## TASK TO COMPLETE
Format the lines below as a JSON array of strings, one string per line, leaving out any blank lines.

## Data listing
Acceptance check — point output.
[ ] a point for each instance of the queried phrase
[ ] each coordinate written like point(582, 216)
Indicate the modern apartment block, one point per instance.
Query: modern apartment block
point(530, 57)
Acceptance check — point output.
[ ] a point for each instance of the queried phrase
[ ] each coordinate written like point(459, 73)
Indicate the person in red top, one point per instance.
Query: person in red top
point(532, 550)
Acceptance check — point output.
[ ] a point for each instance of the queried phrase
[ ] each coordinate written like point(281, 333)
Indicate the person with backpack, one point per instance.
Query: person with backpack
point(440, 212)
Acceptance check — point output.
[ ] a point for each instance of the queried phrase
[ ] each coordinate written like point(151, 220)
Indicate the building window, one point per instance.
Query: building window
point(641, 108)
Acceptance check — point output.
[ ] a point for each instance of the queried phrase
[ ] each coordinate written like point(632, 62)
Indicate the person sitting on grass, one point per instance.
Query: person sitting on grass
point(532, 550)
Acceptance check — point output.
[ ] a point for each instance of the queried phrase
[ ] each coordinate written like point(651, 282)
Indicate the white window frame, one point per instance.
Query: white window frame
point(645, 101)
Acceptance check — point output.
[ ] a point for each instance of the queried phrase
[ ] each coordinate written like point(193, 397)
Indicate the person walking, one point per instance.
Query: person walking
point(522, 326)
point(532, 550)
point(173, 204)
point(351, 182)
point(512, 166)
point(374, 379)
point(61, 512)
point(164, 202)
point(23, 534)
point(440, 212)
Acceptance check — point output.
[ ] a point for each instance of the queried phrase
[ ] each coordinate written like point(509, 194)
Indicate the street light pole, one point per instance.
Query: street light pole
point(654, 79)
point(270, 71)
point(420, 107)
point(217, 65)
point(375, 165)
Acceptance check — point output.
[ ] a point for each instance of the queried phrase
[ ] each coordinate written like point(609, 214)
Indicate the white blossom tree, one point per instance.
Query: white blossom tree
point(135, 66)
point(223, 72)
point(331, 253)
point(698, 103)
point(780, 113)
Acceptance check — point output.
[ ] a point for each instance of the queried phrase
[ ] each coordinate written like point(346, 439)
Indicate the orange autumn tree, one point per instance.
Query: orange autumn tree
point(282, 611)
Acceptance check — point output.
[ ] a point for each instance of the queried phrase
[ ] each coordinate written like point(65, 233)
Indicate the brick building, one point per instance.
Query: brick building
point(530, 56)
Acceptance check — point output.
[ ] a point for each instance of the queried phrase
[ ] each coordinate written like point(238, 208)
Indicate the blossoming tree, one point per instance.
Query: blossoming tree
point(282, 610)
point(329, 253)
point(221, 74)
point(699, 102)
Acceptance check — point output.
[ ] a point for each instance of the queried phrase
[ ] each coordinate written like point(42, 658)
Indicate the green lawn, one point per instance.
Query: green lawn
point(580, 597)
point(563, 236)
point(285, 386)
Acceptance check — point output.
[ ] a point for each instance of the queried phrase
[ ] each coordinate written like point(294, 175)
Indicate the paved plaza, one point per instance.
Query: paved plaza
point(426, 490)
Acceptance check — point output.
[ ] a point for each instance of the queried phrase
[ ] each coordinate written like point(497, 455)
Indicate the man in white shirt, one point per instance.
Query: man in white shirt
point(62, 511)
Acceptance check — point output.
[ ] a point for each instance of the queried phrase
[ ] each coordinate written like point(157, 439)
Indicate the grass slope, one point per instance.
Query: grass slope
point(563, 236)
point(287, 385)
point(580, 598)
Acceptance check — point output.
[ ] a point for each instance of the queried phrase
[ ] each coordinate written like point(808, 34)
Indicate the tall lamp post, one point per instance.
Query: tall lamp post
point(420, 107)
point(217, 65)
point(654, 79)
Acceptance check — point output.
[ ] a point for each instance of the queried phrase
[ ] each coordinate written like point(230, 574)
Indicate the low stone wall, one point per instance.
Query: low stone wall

## RESPONSE
[
  "Acceptance check — point output.",
  "[ ] a point for each instance of the queried phrase",
  "[ ] each coordinate written like point(582, 216)",
  "Indicate the modern apartment block, one point per instance.",
  "Query: modern apartment block",
  "point(530, 57)",
  "Acceptance check — point output.",
  "[ ] a point for each instance of the queried phrase",
  "[ ] each coordinate written like point(459, 73)",
  "Indicate the person in red top, one point per instance.",
  "Query: person in red top",
  "point(532, 550)",
  "Acceptance check — point output.",
  "[ ] a point for each instance of the queried phrase",
  "[ ] each coordinate written like point(281, 333)",
  "Indicate the person with backpack, one point per instance.",
  "Query: person with backpack",
  "point(440, 212)",
  "Acceptance check — point output.",
  "[ ] a point for each instance of the queried phrase",
  "[ ] each coordinate written like point(151, 220)",
  "Indicate the building window, one point per instance.",
  "Query: building window",
  "point(641, 108)",
  "Acceptance check — point output.",
  "[ ] a point for each instance of the queried phrase",
  "[ ] each coordinate written like point(632, 62)",
  "Indicate the person sitting on grass, one point per instance.",
  "Query: person sitting on grass",
  "point(532, 550)",
  "Acceptance check — point output.",
  "[ ] a point for each instance of the queried phrase",
  "[ ] each coordinate written like point(651, 282)",
  "Indicate the white window frame, one point per instance.",
  "Query: white window frame",
  "point(645, 101)",
  "Acceptance check — point output.",
  "[ ] a point for each instance of the queried phrase",
  "[ ] each coordinate written like point(193, 397)",
  "Indicate the person walking, one point per instance.",
  "Query: person walking",
  "point(522, 326)",
  "point(532, 550)",
  "point(173, 204)",
  "point(351, 182)",
  "point(512, 166)",
  "point(374, 379)",
  "point(61, 512)",
  "point(164, 202)",
  "point(23, 534)",
  "point(440, 212)",
  "Acceptance check — point output.",
  "[ ] a point for each instance of the queried phrase",
  "[ ] each coordinate written like point(509, 194)",
  "Indicate the street light pole, one point per instance.",
  "Query: street light pole",
  "point(654, 79)",
  "point(270, 71)",
  "point(420, 107)",
  "point(217, 65)",
  "point(375, 165)",
  "Acceptance check — point output.",
  "[ ] a point for each instance of the queried phrase",
  "[ ] each coordinate written like point(609, 214)",
  "Indicate the white blossom tree, one point per instance.",
  "Query: white blossom tree",
  "point(135, 66)",
  "point(223, 72)",
  "point(331, 253)",
  "point(698, 103)",
  "point(780, 113)",
  "Acceptance check — point output.",
  "[ ] a point for each instance of the queried phrase",
  "[ ] each coordinate written like point(346, 439)",
  "Indicate the orange autumn tree, one point per instance.",
  "Query: orange autumn tree",
  "point(282, 611)",
  "Acceptance check — point output.",
  "[ ] a point for each instance of the queried phrase",
  "[ ] each coordinate written like point(65, 233)",
  "Indicate the brick building, one point per instance.",
  "Query: brick building",
  "point(530, 56)",
  "Acceptance check — point output.",
  "[ ] a point for each instance of the queried phrase",
  "[ ] each coordinate written like point(238, 208)",
  "Indicate the blossoming tree, one point per instance.",
  "Query: blossoming tree",
  "point(282, 610)",
  "point(329, 253)",
  "point(221, 74)",
  "point(699, 102)",
  "Acceptance check — point output.",
  "[ ] a point for each instance of the queried phrase",
  "[ ] each coordinate written like point(42, 658)",
  "Indicate the green lawn, one point per instance.",
  "Query: green lawn",
  "point(580, 597)",
  "point(563, 236)",
  "point(285, 386)",
  "Acceptance check — point output.",
  "[ ] a point for each instance of the queried phrase",
  "[ ] each coordinate written like point(294, 175)",
  "Indicate the paved plaza, one point per instance.",
  "Query: paved plaza",
  "point(426, 490)",
  "Acceptance check — point output.",
  "[ ] a point for each instance of the queried phrase",
  "[ ] each coordinate written like point(497, 455)",
  "Indicate the man in white shirt, one point per instance.",
  "Query: man in white shirt",
  "point(62, 511)",
  "Acceptance check — point output.",
  "[ ] a point for each instance of the queried phrase",
  "[ ] each coordinate written like point(157, 439)",
  "Indicate the grass slope, one point per instance.",
  "Query: grass slope",
  "point(563, 236)",
  "point(287, 385)",
  "point(580, 598)",
  "Acceptance check — point output.",
  "[ ] a point for each instance of the queried phrase",
  "[ ] each coordinate written like point(808, 34)",
  "Indicate the tall lamp post, one point per instance.",
  "Query: tall lamp post",
  "point(420, 107)",
  "point(217, 65)",
  "point(654, 79)",
  "Acceptance check — point output.",
  "[ ] a point for each instance of the queried phrase",
  "[ ] each coordinate written like point(230, 574)",
  "Indicate the low stone wall, one point per instance.",
  "Query: low stone wall"
]